■ Exercise requirements ■
Reproduce the first line of the material below and each line after it, exactly, through the line containing "Mark the region of every instance of the flower", and give nothing more.
** Input records follows **
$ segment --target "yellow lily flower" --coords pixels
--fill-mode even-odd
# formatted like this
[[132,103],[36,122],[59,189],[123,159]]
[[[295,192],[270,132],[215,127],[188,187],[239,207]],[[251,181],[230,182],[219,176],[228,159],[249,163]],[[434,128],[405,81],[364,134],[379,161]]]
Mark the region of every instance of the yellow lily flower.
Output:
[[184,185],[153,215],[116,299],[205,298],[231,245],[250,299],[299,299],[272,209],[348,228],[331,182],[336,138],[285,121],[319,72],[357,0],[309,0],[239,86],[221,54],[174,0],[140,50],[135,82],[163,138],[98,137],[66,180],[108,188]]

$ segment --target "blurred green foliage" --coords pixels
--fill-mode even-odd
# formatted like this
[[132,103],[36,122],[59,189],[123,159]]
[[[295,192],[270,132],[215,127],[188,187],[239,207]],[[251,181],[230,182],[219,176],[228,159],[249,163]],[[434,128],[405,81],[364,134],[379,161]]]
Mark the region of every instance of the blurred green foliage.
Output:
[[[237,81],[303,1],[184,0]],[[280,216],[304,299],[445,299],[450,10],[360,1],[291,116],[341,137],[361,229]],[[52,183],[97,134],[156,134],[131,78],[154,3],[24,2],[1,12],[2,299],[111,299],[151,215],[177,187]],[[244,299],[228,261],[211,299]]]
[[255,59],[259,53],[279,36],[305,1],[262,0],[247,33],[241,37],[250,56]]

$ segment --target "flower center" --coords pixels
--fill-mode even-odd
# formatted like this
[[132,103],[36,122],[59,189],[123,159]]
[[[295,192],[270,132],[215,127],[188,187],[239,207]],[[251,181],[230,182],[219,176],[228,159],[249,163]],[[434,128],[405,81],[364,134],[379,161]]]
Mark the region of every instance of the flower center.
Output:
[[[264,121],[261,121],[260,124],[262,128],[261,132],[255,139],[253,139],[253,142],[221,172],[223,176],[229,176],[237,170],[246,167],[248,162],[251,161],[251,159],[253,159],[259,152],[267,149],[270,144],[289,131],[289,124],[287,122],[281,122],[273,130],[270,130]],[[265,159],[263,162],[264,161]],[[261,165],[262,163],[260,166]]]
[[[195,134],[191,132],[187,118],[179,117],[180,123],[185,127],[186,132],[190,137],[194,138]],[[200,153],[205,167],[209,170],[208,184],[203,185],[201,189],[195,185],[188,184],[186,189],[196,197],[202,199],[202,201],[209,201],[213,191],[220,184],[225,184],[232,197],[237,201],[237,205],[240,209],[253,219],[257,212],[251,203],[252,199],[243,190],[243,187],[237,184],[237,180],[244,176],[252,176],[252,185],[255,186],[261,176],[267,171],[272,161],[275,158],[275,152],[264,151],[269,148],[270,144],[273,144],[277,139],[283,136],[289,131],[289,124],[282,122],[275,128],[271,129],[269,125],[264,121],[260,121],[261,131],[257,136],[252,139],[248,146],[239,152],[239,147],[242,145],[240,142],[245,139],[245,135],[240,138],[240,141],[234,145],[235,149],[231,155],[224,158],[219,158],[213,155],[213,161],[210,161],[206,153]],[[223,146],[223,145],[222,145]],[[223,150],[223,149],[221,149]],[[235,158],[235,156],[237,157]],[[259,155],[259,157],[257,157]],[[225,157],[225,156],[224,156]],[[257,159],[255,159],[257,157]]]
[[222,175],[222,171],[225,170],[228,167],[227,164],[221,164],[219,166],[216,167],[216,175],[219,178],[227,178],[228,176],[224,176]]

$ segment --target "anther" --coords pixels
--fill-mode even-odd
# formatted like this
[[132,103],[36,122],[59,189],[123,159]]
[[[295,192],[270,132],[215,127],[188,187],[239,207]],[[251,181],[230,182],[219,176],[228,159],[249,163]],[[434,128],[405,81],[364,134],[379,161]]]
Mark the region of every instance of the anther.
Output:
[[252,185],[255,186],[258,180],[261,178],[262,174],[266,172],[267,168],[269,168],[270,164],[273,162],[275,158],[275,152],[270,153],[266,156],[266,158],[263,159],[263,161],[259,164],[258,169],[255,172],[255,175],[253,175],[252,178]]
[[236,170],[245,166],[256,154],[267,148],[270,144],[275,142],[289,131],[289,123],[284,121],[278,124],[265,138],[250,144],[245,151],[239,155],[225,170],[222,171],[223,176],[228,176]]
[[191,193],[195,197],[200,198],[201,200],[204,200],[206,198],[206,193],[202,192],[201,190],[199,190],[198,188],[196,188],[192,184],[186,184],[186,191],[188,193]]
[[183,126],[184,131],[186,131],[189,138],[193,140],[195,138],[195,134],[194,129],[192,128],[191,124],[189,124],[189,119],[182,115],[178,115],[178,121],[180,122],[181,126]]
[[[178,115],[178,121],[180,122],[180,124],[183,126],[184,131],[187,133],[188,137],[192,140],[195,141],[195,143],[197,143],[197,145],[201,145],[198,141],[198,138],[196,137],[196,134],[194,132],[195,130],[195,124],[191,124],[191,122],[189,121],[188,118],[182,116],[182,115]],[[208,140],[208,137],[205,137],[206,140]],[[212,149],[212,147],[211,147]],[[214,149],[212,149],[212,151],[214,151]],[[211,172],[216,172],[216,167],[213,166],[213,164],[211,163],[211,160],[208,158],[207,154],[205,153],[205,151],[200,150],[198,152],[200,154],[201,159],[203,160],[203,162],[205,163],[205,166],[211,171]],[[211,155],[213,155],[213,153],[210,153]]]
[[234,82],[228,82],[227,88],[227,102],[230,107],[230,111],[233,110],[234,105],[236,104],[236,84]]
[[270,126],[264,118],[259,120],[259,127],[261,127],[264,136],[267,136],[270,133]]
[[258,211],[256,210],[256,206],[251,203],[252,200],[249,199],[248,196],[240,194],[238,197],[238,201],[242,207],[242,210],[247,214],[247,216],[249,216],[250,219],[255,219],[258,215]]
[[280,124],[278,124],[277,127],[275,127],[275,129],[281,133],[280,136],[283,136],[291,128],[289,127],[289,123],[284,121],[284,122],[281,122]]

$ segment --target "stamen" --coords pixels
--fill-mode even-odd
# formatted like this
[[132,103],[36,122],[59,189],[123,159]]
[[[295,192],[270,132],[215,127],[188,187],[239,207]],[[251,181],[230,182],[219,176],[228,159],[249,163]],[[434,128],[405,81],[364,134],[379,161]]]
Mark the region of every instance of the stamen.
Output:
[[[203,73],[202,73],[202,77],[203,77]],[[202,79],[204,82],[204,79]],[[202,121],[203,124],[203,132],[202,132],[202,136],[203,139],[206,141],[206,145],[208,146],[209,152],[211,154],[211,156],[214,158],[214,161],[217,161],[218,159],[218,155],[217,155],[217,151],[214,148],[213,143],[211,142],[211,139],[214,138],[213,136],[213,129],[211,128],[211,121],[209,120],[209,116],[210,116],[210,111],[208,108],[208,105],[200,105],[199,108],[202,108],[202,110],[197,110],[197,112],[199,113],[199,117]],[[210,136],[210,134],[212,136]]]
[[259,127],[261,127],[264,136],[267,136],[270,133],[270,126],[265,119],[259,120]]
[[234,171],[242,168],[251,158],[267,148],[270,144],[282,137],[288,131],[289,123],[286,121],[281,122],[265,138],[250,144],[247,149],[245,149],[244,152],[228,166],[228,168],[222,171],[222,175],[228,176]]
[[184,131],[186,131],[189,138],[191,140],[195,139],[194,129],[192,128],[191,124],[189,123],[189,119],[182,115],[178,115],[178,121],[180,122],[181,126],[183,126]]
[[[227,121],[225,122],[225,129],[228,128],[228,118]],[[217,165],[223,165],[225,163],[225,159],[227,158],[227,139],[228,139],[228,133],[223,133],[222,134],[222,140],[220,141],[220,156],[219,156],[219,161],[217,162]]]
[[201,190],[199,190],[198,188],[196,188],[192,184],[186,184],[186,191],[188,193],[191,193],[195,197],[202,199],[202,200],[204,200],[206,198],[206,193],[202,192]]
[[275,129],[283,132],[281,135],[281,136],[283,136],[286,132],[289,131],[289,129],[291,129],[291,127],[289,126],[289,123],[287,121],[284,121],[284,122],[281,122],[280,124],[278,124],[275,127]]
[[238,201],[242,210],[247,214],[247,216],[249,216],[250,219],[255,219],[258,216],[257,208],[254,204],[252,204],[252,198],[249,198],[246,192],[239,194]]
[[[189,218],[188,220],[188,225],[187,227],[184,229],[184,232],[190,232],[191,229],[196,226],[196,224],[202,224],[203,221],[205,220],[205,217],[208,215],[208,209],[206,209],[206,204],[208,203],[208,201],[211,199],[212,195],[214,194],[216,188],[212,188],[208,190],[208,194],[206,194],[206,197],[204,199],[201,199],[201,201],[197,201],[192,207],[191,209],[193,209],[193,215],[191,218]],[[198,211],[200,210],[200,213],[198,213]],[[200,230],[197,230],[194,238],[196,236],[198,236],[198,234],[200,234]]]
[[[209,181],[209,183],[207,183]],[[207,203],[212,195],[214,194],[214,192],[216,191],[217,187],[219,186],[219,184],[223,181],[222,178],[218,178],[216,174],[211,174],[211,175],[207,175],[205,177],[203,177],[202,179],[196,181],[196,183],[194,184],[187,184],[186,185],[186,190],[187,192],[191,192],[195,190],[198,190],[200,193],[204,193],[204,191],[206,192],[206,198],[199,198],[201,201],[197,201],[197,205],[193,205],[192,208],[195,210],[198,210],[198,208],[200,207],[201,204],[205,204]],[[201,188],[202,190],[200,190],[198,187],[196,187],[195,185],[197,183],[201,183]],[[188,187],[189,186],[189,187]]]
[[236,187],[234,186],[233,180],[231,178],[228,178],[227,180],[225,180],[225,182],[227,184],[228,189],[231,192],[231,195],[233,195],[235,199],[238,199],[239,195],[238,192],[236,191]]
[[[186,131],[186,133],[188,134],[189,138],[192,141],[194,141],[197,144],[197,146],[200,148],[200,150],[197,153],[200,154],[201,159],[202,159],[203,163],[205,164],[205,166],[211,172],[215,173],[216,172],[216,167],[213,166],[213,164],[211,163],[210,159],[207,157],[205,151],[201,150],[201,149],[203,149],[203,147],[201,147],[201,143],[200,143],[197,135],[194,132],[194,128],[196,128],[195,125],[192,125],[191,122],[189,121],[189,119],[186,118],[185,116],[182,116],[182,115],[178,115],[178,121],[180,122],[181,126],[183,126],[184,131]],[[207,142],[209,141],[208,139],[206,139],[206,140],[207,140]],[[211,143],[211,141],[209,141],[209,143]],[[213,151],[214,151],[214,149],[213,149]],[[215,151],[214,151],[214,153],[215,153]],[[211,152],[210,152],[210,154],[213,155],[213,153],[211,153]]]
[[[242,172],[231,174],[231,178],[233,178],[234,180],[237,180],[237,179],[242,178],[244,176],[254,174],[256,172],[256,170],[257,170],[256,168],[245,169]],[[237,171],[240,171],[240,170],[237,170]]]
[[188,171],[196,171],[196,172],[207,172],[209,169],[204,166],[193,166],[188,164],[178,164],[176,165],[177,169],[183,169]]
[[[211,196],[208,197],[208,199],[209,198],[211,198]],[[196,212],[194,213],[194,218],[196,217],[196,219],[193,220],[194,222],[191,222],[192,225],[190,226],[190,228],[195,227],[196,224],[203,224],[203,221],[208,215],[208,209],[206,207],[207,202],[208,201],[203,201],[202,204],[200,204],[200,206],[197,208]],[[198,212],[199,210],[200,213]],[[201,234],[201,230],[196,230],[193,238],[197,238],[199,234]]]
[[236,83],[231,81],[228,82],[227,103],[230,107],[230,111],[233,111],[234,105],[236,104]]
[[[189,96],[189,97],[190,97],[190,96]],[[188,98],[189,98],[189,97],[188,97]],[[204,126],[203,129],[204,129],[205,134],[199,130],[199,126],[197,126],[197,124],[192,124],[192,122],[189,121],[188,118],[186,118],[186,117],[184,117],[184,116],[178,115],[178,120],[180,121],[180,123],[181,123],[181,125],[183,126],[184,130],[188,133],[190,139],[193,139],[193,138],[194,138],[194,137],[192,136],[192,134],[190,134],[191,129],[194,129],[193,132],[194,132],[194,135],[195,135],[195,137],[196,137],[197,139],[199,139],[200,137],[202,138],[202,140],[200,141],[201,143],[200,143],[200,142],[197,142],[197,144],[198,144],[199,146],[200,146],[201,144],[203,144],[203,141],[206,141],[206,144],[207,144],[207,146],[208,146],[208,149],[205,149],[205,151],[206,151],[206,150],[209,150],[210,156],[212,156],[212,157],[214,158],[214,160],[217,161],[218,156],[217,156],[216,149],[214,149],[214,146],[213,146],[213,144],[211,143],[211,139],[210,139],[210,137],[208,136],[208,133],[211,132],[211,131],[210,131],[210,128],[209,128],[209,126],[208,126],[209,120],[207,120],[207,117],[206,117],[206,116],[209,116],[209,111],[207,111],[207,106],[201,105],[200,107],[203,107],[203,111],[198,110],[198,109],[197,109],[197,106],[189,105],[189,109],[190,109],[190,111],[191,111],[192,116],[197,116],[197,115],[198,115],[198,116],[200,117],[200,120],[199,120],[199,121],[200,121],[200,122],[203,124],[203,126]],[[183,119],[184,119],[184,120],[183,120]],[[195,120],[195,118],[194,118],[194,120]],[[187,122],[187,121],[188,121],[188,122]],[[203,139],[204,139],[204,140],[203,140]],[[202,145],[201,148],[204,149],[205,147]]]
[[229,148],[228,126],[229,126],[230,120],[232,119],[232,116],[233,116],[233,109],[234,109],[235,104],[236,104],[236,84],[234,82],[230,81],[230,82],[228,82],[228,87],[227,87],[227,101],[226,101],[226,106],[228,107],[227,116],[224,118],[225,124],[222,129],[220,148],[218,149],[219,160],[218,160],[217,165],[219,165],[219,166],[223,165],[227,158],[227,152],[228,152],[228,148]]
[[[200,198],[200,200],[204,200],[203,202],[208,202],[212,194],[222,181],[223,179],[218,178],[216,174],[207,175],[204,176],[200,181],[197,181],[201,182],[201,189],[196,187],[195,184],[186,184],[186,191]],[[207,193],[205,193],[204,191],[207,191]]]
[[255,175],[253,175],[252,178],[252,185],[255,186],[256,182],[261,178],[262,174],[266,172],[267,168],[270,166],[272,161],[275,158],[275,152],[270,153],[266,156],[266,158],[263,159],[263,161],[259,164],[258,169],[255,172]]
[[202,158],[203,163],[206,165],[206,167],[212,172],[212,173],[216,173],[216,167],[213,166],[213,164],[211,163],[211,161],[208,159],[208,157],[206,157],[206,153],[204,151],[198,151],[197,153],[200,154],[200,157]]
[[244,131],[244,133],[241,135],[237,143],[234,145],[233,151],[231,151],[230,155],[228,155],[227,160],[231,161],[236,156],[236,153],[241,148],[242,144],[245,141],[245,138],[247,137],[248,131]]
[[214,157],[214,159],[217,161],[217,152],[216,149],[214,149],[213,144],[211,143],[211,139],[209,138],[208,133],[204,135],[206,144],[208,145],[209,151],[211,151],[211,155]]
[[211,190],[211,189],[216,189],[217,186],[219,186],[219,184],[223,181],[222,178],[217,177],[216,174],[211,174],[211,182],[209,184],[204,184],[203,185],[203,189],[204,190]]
** End of Input records **
■ Output of the exercise ■
$ segment --target "yellow lily flower" --coords pixels
--fill-mode even-odd
# formatted like this
[[132,103],[36,122],[59,189],[123,159]]
[[[295,192],[270,132],[215,127],[188,187],[239,207]],[[251,181],[230,182],[219,176],[228,159],[249,163]],[[434,128],[405,81],[364,134],[379,161]]]
Mark the region of every instance of the yellow lily flower.
Output:
[[184,185],[153,215],[116,299],[205,298],[231,245],[250,299],[299,299],[272,209],[348,228],[331,182],[336,138],[285,121],[319,72],[357,0],[309,0],[239,86],[221,54],[174,0],[140,50],[135,82],[163,138],[98,137],[66,180],[108,188]]

$ segment --target "blurred green foliage" --coords pixels
--fill-mode even-odd
# formatted like this
[[132,103],[36,122],[59,189],[123,159]]
[[[295,192],[270,132],[215,127],[188,187],[239,207]],[[251,181],[230,182],[219,176],[228,159],[249,163]],[[434,128],[405,81],[364,134],[379,161]]]
Mark the region of every instance of the blurred green foliage.
Output:
[[[237,81],[303,1],[184,0]],[[280,216],[304,299],[445,299],[450,10],[360,1],[291,116],[341,137],[361,229]],[[52,183],[97,134],[156,134],[131,78],[154,3],[24,2],[1,12],[2,299],[111,299],[151,215],[177,187]],[[244,299],[228,261],[211,299]]]
[[255,59],[259,53],[279,36],[305,1],[262,0],[247,33],[241,37],[250,56]]

$ segment --target "flower center" --coords pixels
--fill-mode even-odd
# formatted like this
[[132,103],[36,122],[59,189],[123,159]]
[[[295,192],[270,132],[215,127],[188,187],[239,207]],[[251,181],[230,182],[219,176],[228,159],[249,163]],[[434,128],[405,81],[364,134],[379,161]]]
Mark the region of every instance of the flower center.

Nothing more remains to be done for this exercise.